▸ Required work
List every person the article on the NDM-1 superbug identifies by name, along with the role it gives each one.

▸ Source passage
—————
AOL News Surge Desk
(Aug. 11) -- A new, drug-resistant superbug has spread from India to the U.K., and health experts are warning that it could become a worldwide
An enzyme called New Delhi metallo-beta-lactamase, or NDM-1, is the culprit in question. NDM-1 is found inside bacteria, like E. coli, and makes them extremely virulent and resistant to most antibiotics.
But how is the bacteria transmitted, and are Americans at risk? Surge Desk checks it out.
1. Where did NDM-1 originate, and why is it spreading now?
The superbug is already widespread in India and Pakistan. But a research team, writing in the journal Lancet Infectious Diseases, reports that 37 cases have now been detected in the U.K.
Bacteria are always evolving to develop resistance to drugs -- that's why health experts have recently been emphatic about the overuse of antibiotic medication.
NDM-1 is yet another example, with the added twist that it spread and developed in India -- where fewer drugs are available to adequately treat it in the first place -- and where antibiotics are frequently sold over the counter.
"There is little drug control in India and an irrational use of antibiotics," Dr. Arti Vashisth, a Delhi-based physician, told the BBC.
2. How is NDM-1 transmitted from person-to-person?
The enzyme is found in a myriad of bacterial strains and could spread to more. Those bacteria are then transmitted the old-fashioned way: through food preparation, bodily contact and especially hospital procedures.
In fact, 14 of the infected U.K. patients had traveled to India or Pakistan for medical care, mostly plastic surgery. That kind of "medical tourism" could lead NDM-1 to make quick headway toward dangerous world domination.
"Because of medical tourism and international travel in general, resistance to these types of bacteria has the potential to spread around the world very, very quickly," Dr. Timothy Walsh, the study's lead author, told ABC News. "And there is nothing in the (drug development) pipeline to tackle it."
3. Are Americans at risk of contracting NDM-1?
Yes -- whether you've got a hankering for elective cosmetic surgery in India or not. Similar bugs have already been detected in the U.S., Canada, Australia and the Netherlands.
Obviously, hospitalization, medical procedures and a weakened immune system increase one's vulnerability.
4. How can I protect myself from NDM-1?
Have fewer surgical procedures, if you can, advises Dr. Peter Collingnon, an infectious diseases specialist at the Australian National University.
But there's only so much you can do. Much of the work depends on public health agencies, doctors, food production facilities and hospitals.
"You transmit the bugs by poor hand hygiene, for instance, or poor infectious control in hospitals," he told ABC Australia. "You've got to actually make sure you've [got access] to a safe water supply, a safe food supply, not use these important antibiotics needlessly in food animals."
5. When can we expect a treatment for NDM-1?
The Lancet team warns that there's no emerging class of drugs that'll effectively tackle the superbug.
And so far, major pharmaceutical companies aren't offering a straight answer. Most of them have steered clear of investing in new antibiotic products because of the relatively small payoff.
But thanks to NDM-1 and other highly virulent bugs, some seem to be changing their tune.
Indeed, there's now "great value" in antibiotic pharmaceuticals, Anders Ekblom, head of development at AstraZeneca, told ABC News.
"We've long recognized the growing need for new antibiotics, he said. "Bacteria are continually developing resistance to our arsenal of antibiotics, and NDM-1 is just the latest example."
—————
[Saved entries]
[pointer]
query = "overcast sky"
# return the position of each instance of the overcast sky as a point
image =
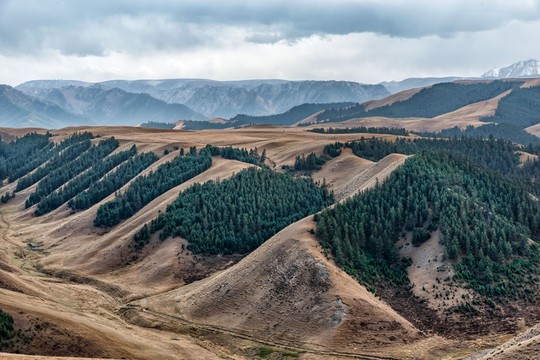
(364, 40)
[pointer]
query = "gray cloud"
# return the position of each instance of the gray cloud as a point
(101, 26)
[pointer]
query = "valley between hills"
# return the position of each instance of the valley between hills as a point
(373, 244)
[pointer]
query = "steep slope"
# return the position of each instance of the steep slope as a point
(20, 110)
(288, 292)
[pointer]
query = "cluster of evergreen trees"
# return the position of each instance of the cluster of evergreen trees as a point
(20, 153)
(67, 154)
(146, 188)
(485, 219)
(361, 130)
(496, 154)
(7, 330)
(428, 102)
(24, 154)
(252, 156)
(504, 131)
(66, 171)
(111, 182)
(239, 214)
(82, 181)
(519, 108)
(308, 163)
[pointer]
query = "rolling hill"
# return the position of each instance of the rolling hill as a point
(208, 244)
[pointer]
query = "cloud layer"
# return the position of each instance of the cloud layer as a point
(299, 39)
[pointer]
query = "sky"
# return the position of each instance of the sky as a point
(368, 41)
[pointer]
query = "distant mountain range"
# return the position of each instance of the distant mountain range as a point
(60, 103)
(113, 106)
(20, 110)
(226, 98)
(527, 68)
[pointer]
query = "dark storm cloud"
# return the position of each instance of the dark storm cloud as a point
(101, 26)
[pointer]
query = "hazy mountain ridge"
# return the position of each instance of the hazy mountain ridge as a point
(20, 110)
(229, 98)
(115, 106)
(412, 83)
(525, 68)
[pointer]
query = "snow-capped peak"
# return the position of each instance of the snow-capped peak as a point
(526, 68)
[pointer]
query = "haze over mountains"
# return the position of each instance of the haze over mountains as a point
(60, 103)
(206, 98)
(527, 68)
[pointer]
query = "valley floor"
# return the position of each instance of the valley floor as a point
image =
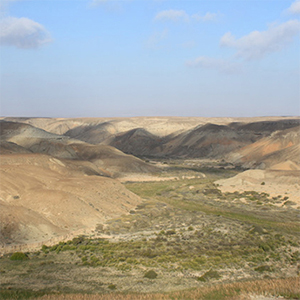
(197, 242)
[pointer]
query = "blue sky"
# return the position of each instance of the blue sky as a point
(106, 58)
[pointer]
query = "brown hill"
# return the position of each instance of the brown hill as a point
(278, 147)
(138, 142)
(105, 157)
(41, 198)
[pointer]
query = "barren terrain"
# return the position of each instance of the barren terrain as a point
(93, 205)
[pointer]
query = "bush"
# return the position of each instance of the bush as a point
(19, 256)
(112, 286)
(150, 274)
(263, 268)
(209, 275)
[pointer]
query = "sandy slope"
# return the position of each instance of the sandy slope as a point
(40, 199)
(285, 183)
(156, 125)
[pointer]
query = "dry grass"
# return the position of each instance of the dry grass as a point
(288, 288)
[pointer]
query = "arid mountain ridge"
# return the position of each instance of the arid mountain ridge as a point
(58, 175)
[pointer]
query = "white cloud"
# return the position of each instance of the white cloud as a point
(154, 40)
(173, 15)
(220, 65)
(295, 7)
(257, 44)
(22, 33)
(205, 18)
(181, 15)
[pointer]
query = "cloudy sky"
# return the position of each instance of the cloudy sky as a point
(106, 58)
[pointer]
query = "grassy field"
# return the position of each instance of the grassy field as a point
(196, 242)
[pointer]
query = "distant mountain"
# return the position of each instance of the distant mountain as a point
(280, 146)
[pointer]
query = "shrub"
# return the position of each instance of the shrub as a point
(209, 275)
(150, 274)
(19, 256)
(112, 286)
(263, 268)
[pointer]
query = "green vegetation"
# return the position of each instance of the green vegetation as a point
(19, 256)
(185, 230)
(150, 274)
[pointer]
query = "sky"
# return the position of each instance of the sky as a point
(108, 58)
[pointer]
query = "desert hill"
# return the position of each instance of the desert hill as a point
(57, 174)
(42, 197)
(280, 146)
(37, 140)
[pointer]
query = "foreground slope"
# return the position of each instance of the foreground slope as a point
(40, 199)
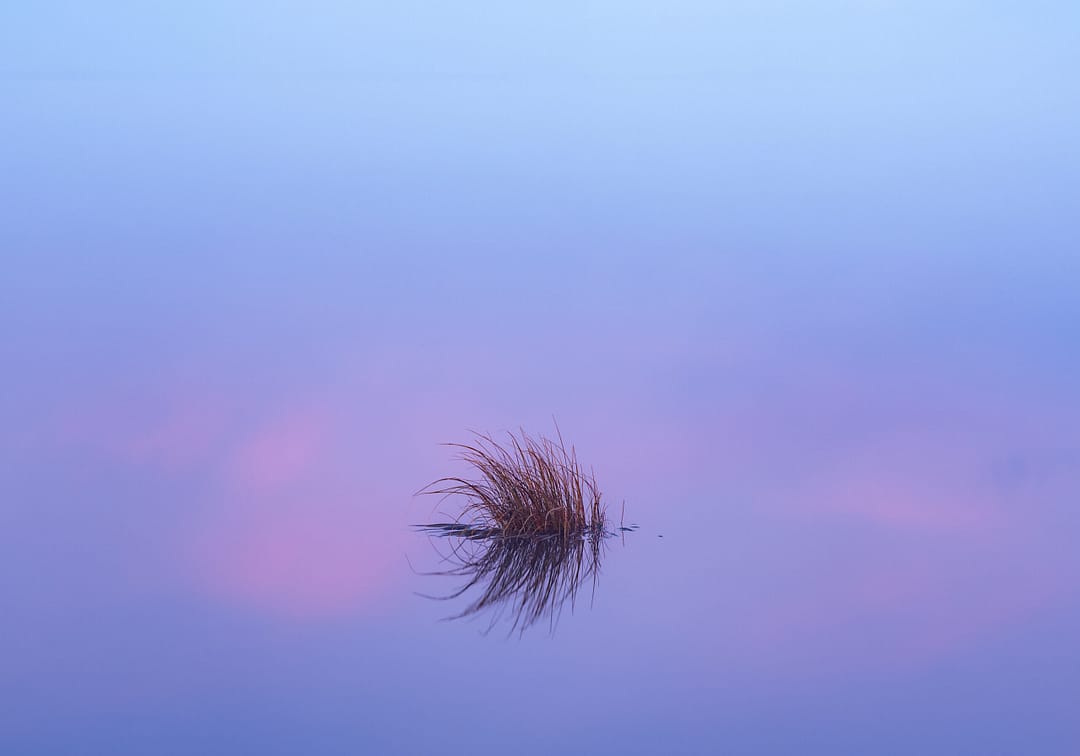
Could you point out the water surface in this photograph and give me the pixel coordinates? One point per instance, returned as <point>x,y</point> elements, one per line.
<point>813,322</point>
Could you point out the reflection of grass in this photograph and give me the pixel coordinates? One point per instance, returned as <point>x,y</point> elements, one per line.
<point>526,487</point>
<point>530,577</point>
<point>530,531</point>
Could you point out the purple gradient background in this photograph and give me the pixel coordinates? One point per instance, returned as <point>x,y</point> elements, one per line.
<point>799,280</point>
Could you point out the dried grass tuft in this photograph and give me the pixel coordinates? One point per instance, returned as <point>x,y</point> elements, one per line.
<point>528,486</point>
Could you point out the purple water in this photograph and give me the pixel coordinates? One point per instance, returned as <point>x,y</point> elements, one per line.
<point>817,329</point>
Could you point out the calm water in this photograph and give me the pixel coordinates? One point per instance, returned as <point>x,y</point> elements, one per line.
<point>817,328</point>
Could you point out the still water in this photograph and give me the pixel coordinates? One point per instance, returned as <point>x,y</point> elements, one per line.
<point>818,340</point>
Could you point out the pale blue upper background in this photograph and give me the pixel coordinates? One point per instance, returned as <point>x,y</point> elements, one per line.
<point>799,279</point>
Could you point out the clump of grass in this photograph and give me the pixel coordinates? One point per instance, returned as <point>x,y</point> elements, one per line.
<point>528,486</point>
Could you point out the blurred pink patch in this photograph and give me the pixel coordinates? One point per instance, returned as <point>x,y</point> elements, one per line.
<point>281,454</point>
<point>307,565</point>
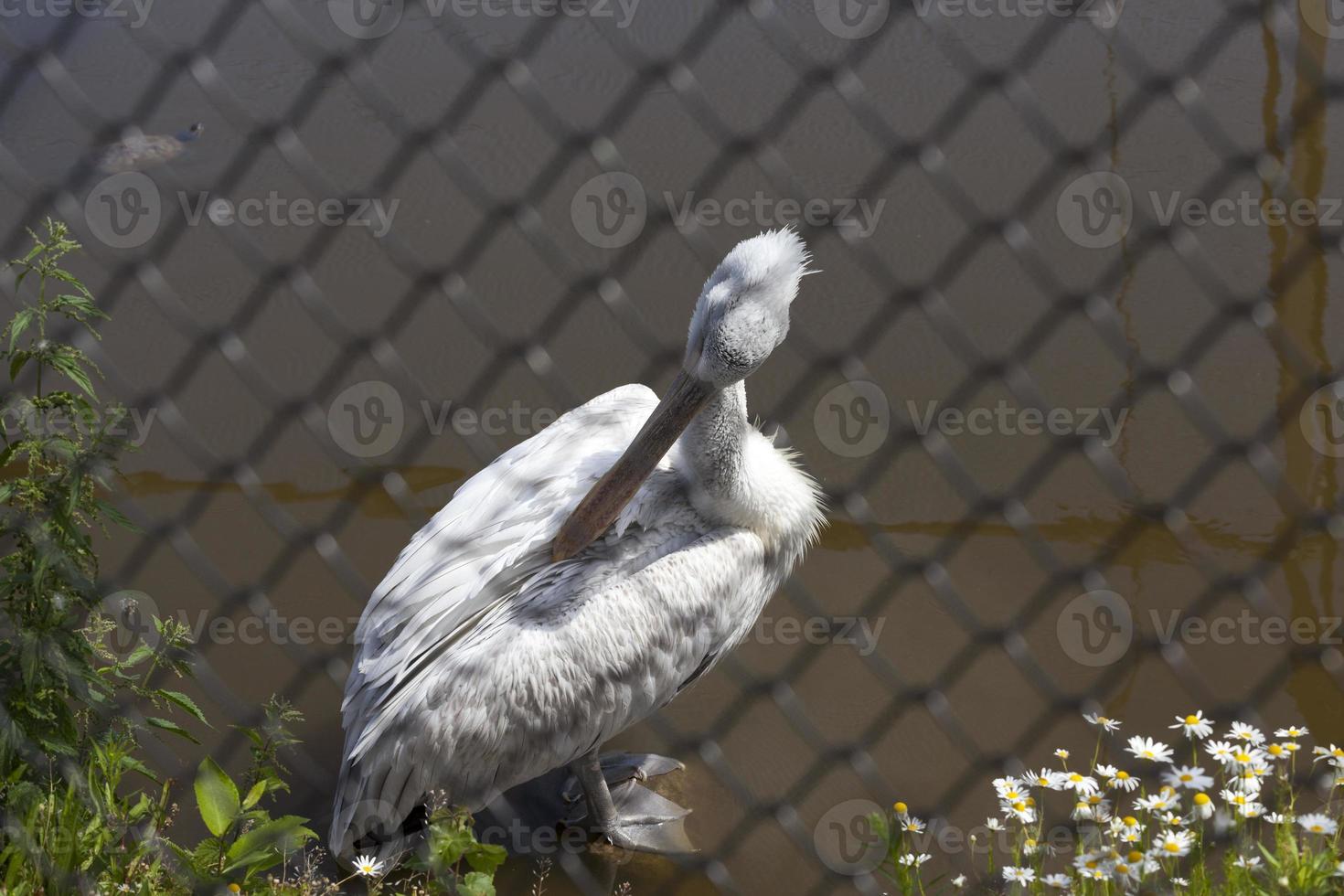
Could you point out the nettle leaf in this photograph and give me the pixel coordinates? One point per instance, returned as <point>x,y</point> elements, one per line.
—————
▸ Solution to the problem
- Dr. Arti Vashisth, a Delhi-based physician
- Dr. Timothy Walsh, the study's lead author
- Dr. Peter Collingnon, an infectious diseases specialist at the Australian National University
- Anders Ekblom, head of development at AstraZeneca